— Text passage —
= = = =

Somehow, it has become normal to start the Hillsong story with “questionable theology”, or sexual abuse … not its later implemented counseling programs (many offered by outsiders lest God forbid, and I mean that quite literally there be any abuse cases). It has become normal in Australia to pick up the paper or open the computer and read blogs like this (my entire family votes Labor, so he had a strangely blue crowd for the city) or this. So normal, in fact, that when I recently questioned an American journalist about why she’d summarized the last twenty years of the Sydney Morning Herald articles, she furiously informed me that she had “even flown to Australia to write the story”. Touché.

The thing is, there’s only one side presented. Today I talked to a key leader, and she requested peopleask her before assuming. Does she believe in prosperity theology? No. And I thought about it – do I?No. Does my husband? No. But are there people in the congregation that do? Sure! Almost every shade of thought imaginable is present. Hillsong members are not clones. While the leadership has a statement of belief, it presents basics, and for the rest, members aren’t conformed to one idea. Pastors Robert and Amanda Fergusson edit all songs for orthodoxy. But they also leave room for poetry. I’ve found members to be meticulous about finding strengths of varied theological arguments, not flaws. They want to leave debates open-ended until they gather all the facts. They are committed to exploring all verses of the bible, and humbly listening to each other’s perspective, even when they secretly think it may suck. They want to get central bits sorted out and leave the edges open-ended. That might be a different processing mode than your church, but no less Christian.

Look, I have close friends who genuinely hate Hillsong, and are incredibly fearful about me attending. I still manage to make it through online chats, or coffee dates. We even laugh about it at times. To be clear, I don’t believe human tragedy, pain or abuse should ever be covered up. In fact, I believe the opposite. The bible says that we should bring sin into the light.

= = = =

— Segmentation mask data —
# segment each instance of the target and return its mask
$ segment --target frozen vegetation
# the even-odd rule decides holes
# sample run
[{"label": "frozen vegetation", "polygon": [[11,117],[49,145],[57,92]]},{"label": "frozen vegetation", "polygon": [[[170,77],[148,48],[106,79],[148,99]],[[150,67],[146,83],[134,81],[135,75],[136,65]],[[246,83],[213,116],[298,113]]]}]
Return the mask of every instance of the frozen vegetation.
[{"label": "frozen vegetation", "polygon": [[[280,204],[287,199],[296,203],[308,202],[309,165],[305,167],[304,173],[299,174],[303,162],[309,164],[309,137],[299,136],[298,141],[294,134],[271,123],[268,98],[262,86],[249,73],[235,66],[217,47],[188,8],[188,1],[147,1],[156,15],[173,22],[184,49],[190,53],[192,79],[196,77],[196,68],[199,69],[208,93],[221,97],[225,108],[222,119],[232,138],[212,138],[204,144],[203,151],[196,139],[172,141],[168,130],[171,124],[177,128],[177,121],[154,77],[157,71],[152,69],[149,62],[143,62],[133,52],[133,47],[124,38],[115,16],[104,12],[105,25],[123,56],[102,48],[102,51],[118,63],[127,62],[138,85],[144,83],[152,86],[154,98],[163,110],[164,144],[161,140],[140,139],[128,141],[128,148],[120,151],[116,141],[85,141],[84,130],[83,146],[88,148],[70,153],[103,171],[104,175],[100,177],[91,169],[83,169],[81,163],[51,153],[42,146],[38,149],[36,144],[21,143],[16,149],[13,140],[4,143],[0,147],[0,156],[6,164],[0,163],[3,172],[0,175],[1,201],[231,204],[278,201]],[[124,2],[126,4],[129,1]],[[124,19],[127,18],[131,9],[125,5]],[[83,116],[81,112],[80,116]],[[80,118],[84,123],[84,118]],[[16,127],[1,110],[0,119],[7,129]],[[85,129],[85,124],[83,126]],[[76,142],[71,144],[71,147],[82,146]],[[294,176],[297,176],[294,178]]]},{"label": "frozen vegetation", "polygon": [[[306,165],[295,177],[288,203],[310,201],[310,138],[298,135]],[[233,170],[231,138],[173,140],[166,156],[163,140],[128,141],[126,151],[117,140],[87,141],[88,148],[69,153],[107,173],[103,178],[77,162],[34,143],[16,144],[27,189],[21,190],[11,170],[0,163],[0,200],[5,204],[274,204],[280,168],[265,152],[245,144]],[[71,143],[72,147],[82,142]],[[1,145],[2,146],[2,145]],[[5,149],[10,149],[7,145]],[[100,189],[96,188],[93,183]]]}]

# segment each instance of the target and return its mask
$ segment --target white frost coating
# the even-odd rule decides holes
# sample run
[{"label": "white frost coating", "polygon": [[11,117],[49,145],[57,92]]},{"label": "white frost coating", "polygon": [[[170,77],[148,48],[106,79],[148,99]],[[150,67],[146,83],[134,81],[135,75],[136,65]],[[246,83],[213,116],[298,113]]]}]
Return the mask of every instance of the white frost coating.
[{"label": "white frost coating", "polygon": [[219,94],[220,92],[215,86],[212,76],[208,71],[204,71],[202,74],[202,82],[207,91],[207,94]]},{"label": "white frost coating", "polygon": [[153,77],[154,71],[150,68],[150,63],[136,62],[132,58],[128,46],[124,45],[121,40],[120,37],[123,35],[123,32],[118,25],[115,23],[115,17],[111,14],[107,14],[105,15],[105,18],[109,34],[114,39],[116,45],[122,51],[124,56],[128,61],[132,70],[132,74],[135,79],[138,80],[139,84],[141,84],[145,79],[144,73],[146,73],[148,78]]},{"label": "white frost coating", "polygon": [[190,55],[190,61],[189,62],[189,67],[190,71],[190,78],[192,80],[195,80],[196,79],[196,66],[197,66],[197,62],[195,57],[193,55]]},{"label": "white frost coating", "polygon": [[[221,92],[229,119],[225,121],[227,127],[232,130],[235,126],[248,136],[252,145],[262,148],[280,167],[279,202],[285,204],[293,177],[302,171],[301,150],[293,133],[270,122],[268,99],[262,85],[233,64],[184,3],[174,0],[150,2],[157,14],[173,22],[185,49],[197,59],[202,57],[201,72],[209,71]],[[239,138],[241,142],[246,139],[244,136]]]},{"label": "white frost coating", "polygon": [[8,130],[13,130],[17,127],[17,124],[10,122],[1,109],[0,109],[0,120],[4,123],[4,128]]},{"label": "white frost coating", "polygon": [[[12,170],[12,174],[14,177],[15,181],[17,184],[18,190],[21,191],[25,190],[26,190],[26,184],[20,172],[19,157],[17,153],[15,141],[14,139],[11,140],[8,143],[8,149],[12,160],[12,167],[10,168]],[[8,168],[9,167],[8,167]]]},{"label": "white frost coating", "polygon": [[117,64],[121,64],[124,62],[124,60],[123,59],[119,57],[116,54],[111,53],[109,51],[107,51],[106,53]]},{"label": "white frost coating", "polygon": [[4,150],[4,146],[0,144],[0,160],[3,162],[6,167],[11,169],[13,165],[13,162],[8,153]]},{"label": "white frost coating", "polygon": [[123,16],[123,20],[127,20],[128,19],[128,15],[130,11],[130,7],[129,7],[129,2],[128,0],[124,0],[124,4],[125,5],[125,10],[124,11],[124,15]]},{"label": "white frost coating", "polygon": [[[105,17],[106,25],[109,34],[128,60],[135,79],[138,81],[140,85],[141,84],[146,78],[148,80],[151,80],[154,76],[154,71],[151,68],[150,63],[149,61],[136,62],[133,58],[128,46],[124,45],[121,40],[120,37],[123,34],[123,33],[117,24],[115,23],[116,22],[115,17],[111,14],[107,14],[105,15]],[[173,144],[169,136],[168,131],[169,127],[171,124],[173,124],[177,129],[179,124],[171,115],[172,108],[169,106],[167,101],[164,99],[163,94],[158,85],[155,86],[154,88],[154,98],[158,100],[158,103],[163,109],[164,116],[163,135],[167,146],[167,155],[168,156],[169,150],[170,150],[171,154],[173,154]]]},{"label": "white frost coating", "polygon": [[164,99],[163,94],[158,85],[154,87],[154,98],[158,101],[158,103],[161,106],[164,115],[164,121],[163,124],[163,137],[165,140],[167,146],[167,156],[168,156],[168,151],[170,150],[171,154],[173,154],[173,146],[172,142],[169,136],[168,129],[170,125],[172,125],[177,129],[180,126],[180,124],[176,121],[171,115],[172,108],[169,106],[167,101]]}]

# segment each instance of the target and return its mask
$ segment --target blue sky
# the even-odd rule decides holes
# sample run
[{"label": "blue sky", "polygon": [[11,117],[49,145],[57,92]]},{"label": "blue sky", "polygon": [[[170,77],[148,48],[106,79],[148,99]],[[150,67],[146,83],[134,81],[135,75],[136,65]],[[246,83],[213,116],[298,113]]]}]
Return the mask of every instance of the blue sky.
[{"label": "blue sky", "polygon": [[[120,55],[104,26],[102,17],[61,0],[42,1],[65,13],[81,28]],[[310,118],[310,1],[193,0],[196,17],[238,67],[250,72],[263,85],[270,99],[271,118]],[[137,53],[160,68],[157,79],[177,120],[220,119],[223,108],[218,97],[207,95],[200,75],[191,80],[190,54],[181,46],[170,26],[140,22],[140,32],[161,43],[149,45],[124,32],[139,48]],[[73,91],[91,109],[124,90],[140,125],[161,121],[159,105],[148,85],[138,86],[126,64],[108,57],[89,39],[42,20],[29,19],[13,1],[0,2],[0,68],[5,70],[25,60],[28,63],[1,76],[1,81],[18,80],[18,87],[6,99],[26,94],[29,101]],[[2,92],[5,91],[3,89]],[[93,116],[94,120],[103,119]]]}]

= = = =

— List of tasks —
A - According to the Hillsong text, why does the writer believe human tragedy, pain or abuse should never be covered up?
B - Quote the Hillsong text from "Look, I have" up to and including "into the light.".

— Results of the exercise —
A - The writer points to the bible, which says that sin should be brought into the light.

B -
Look, I have close friends who genuinely hate Hillsong, and are incredibly fearful about me attending. I still manage to make it through online chats, or coffee dates. We even laugh about it at times. To be clear, I don’t believe human tragedy, pain or abuse should ever be covered up. In fact, I believe the opposite. The bible says that we should bring sin into the light.